RAW DATA ::
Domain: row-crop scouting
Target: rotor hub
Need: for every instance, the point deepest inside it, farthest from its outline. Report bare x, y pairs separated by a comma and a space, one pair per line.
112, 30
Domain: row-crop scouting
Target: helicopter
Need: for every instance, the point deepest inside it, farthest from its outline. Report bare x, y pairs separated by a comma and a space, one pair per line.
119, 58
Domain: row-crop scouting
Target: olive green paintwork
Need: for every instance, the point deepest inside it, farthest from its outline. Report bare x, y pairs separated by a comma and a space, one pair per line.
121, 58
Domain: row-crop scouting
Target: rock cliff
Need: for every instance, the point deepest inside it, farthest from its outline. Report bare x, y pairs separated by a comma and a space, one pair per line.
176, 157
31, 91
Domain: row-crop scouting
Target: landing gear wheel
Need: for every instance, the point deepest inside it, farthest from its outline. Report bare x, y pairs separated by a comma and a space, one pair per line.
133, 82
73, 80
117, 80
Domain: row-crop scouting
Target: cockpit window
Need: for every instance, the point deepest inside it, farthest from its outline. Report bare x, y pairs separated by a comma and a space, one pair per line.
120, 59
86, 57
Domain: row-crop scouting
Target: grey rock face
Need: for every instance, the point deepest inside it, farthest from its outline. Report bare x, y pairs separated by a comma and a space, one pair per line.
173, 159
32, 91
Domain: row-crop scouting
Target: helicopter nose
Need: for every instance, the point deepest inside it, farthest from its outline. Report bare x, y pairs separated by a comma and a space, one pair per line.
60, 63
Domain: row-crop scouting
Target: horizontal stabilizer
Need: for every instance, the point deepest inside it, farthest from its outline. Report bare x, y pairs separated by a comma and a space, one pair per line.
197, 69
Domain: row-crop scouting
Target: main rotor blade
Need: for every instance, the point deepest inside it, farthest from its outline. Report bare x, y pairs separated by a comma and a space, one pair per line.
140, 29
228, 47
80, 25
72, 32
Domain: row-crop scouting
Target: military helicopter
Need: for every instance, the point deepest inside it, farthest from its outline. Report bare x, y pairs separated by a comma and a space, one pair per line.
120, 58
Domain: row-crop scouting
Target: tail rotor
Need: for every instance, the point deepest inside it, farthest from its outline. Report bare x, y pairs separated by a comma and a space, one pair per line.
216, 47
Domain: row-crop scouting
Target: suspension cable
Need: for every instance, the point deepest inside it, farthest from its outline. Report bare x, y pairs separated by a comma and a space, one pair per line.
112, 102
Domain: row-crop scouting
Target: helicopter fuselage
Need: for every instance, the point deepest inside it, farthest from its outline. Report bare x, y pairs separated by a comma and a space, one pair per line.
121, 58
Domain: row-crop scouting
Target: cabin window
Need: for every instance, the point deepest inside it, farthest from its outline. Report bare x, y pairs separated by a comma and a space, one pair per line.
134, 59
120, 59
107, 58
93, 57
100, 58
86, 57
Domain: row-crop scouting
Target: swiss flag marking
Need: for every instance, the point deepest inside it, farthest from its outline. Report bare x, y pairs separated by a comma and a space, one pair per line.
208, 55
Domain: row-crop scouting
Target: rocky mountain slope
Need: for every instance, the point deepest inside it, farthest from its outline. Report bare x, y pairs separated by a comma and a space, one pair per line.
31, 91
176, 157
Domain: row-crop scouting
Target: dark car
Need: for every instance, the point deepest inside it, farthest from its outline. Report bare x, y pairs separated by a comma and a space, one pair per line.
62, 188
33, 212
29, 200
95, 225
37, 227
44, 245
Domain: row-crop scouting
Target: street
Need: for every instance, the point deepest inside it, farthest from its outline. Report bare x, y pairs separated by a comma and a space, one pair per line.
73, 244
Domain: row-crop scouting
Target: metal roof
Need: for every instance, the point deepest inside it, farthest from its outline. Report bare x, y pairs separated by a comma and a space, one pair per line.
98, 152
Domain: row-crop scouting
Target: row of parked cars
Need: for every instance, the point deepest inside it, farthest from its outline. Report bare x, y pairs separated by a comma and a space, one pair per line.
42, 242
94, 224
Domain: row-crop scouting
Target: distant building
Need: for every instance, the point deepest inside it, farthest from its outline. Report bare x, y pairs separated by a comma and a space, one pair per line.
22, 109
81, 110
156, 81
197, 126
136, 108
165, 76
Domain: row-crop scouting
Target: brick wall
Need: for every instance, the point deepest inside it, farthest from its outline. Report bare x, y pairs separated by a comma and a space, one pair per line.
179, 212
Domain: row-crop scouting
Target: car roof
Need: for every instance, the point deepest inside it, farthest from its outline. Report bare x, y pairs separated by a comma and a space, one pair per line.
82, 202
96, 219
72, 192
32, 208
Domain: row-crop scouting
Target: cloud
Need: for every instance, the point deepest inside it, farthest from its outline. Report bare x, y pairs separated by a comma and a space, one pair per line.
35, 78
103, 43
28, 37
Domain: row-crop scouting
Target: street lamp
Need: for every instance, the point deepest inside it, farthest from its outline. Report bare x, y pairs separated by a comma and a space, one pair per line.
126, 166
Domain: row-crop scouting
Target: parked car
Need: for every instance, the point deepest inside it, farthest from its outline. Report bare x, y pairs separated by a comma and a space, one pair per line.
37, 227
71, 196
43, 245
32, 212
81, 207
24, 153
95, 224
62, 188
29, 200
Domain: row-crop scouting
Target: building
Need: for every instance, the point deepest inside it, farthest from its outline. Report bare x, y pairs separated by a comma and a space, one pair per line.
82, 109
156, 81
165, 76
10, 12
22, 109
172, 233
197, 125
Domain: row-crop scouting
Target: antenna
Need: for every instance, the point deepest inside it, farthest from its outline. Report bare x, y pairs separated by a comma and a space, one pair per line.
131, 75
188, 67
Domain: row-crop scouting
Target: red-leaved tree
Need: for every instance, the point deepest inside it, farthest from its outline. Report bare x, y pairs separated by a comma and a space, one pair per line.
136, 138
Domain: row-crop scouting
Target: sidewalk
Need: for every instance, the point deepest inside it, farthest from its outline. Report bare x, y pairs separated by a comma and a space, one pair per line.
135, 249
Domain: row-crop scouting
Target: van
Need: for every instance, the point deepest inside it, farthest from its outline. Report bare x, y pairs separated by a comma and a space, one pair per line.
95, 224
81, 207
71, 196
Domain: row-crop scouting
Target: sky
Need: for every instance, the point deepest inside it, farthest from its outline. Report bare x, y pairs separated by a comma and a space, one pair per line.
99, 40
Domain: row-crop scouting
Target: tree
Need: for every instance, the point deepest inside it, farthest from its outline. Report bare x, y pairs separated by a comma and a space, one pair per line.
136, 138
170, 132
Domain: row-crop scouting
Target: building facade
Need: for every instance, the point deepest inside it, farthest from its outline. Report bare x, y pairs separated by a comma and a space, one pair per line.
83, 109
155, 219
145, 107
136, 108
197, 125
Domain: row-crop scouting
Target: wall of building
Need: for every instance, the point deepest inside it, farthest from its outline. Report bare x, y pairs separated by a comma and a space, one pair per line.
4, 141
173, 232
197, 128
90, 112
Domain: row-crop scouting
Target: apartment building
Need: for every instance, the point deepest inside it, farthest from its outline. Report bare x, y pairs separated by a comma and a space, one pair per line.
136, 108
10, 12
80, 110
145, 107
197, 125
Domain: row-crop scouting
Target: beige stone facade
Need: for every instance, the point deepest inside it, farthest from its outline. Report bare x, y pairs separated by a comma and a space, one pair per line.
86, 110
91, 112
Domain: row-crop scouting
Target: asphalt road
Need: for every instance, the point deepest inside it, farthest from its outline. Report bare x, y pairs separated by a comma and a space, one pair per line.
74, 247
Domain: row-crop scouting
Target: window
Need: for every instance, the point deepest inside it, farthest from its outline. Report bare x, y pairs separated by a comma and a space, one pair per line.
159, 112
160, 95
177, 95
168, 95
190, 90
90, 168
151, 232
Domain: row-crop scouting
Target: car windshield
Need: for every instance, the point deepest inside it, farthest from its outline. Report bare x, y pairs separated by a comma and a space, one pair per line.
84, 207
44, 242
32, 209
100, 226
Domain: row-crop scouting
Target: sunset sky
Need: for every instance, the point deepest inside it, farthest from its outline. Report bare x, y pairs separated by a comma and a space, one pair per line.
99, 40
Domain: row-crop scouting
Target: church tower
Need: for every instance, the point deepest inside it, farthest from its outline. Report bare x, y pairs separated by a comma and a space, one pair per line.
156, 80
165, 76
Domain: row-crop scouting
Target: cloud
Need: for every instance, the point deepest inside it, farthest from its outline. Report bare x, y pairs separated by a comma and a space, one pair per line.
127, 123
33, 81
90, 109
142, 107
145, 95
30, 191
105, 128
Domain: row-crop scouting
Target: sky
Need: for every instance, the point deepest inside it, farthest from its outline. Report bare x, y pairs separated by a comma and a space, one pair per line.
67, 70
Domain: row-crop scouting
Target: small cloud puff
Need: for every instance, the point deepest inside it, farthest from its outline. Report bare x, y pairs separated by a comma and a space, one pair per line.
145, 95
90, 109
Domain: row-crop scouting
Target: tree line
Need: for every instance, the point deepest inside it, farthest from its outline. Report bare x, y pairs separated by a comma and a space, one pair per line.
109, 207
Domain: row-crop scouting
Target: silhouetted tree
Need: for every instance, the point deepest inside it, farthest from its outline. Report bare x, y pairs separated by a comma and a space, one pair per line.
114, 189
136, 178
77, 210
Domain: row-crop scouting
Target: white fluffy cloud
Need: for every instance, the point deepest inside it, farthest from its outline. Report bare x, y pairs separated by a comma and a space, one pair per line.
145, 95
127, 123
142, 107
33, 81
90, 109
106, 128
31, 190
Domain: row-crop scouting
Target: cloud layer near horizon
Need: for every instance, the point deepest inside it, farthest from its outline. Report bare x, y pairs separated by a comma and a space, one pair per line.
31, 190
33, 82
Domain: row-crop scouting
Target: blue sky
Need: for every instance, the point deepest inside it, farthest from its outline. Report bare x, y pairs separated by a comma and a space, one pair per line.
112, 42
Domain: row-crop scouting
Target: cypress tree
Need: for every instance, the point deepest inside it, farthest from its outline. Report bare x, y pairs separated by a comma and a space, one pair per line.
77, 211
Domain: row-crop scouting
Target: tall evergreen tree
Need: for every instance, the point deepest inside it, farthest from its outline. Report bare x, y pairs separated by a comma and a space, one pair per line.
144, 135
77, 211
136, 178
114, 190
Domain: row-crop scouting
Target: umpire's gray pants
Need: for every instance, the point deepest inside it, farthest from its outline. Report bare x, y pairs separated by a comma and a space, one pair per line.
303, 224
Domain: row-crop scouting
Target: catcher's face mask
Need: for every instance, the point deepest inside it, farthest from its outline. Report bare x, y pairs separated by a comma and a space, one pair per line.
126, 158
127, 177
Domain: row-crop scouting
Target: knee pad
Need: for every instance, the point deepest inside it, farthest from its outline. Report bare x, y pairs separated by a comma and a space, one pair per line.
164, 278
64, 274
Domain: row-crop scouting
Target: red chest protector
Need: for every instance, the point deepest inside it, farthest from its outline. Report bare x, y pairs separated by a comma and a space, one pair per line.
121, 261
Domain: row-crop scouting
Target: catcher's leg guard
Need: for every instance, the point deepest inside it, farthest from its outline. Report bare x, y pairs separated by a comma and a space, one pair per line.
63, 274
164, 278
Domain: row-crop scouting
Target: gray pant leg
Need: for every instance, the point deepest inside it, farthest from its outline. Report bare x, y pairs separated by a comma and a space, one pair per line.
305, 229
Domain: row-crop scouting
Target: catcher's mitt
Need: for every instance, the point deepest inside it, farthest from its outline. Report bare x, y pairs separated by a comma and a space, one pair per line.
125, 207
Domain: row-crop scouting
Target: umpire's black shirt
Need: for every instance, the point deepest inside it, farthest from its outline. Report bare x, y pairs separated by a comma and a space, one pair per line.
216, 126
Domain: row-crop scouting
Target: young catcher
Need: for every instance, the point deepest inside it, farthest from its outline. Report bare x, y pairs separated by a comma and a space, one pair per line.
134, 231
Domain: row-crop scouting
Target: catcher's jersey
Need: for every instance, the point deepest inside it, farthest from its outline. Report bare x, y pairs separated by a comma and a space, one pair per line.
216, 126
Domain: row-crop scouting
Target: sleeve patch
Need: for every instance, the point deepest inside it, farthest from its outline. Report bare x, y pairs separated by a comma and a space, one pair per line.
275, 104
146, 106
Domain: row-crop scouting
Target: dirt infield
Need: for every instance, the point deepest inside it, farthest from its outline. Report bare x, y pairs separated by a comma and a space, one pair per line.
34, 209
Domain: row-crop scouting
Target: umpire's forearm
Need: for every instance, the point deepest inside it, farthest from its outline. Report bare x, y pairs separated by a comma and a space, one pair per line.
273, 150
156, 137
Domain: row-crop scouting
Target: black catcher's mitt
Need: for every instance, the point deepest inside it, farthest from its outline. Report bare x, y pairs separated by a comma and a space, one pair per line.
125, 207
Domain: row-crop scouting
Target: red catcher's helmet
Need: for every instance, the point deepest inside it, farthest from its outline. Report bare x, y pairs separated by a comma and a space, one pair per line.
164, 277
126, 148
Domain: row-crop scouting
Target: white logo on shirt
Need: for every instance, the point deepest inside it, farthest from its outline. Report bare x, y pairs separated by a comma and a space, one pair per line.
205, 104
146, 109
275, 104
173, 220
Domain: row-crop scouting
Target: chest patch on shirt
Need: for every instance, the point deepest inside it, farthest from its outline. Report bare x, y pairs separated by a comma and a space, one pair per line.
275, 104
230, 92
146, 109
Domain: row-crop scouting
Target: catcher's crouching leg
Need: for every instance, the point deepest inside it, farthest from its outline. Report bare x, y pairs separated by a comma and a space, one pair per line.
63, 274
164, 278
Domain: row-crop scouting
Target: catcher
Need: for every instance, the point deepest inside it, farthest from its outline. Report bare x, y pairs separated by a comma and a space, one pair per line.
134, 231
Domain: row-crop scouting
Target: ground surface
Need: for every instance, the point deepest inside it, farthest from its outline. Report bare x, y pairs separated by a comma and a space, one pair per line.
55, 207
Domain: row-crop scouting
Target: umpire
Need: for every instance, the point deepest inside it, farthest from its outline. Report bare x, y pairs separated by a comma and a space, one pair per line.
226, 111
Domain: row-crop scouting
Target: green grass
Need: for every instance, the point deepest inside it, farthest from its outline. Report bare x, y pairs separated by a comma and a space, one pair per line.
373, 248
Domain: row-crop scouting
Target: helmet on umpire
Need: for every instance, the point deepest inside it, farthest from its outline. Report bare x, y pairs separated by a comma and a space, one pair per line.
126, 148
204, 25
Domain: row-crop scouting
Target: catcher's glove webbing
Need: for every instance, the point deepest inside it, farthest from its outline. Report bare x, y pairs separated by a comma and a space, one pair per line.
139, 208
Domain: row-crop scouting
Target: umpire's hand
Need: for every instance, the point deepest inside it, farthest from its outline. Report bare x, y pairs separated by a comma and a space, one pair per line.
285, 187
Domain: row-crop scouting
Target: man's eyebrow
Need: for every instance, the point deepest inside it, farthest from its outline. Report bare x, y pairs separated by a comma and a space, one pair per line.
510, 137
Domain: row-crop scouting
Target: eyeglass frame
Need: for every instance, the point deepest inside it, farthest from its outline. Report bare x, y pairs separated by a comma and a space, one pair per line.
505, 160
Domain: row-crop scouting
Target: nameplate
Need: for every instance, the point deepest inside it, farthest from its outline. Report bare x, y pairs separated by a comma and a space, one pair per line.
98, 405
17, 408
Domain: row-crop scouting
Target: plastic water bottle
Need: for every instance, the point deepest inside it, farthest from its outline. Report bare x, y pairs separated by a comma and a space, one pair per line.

AIM OF THE TASK :: List each line of the items above that contains the word "shirt", copying every such line in full.

SOLUTION BELOW ::
Target: umpire's black shirt
Target: white logo on shirt
Target: chest patch on shirt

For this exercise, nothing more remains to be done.